• _GOAL_: Rewrite the material below as a numbered list, leaving out any blank lines.

• _DATASET CONTENT_:
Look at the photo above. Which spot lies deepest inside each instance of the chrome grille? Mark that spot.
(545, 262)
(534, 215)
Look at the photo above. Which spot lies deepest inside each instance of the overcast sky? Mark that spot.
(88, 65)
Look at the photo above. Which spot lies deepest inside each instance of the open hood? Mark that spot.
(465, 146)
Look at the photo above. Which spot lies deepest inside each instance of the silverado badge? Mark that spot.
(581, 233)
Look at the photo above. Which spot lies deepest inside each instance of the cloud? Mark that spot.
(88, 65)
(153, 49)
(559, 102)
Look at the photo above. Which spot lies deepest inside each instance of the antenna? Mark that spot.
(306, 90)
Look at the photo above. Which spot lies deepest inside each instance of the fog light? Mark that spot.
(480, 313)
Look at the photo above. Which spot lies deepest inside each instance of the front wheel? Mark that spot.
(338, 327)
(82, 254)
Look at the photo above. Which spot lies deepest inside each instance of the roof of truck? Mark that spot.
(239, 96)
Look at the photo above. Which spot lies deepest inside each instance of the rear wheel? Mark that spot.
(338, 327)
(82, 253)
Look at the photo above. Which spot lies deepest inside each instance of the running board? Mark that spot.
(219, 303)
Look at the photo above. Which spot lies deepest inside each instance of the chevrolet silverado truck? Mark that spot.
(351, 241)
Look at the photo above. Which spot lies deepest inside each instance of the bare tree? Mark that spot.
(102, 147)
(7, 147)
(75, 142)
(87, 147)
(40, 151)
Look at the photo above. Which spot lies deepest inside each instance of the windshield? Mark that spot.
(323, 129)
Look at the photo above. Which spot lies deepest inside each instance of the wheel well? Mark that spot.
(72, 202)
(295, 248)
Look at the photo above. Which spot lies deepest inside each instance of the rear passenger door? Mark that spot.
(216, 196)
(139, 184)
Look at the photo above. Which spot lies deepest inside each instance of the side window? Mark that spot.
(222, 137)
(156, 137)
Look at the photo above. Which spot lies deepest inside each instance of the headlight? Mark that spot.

• _FINISHED EXERCISE_:
1. Look at the photo above. Which spot lies deepest inside each instance of the chrome grille? Mark that spot.
2. (545, 262)
3. (534, 215)
4. Look at the photo above. Which spot lies deepest inside each instance of the overcast sky? Mark that spot.
5. (88, 65)
6. Look at the photo above. Which spot lies deepest inside each instance of the open hood? Mark that spot.
7. (465, 146)
8. Look at the photo above. Which spot lies deepest inside each instance of the silverado badge? Mark that spot.
9. (581, 233)
10. Look at the photo above. Which spot lies deepest inside each instance of the cloud? Mark that spot.
11. (88, 65)
12. (153, 49)
13. (559, 102)
14. Look at the photo above. Which spot lies deepest inside each instance of the antenna? Mark that spot.
15. (306, 90)
16. Look at the photo above. Which spot lies deepest inside each instance of the fog light? Mark that spot.
17. (480, 313)
18. Look at the photo above. Which spot lies deepest inside each instance of the front wheel? Mark that spot.
19. (338, 327)
20. (82, 254)
21. Look at the photo above. Which spot lies deepest inside each instance of the roof of truck? Mark that spot.
22. (239, 96)
23. Look at the photo above. Which spot lies deepest inside each instance of the rear wheel? Mark that spot.
24. (338, 327)
25. (82, 253)
26. Look at the photo above. Which spot lies deepest inside each instance of the running board? Mark that spot.
27. (219, 303)
28. Look at the photo above. Which spot lies deepest inside each instance of the chevrolet silverado truck? Mark that spot.
29. (351, 241)
30. Look at the photo above. Which spot lies deepest inside each instance of the bare tree? Mark that spot.
31. (102, 147)
32. (7, 147)
33. (75, 142)
34. (87, 147)
35. (40, 151)
36. Look at the photo above. Which spot lies deepest inside each instance of the windshield? Mark that spot.
37. (323, 129)
38. Look at the photo above. Which spot lies deepest inside each instance of the wheel well? Mark that spot.
39. (72, 202)
40. (295, 248)
41. Look at the photo above. Which spot lies deepest inside each instance of the rear passenger door? Mark that spot.
42. (216, 196)
43. (139, 184)
44. Look at the photo above. Which spot lies deepest inside each instance of the side window? Mark that spot.
45. (222, 137)
46. (156, 137)
47. Look at the photo above. Which spot lies deepest inside each instance of the headlight? Mark that spot.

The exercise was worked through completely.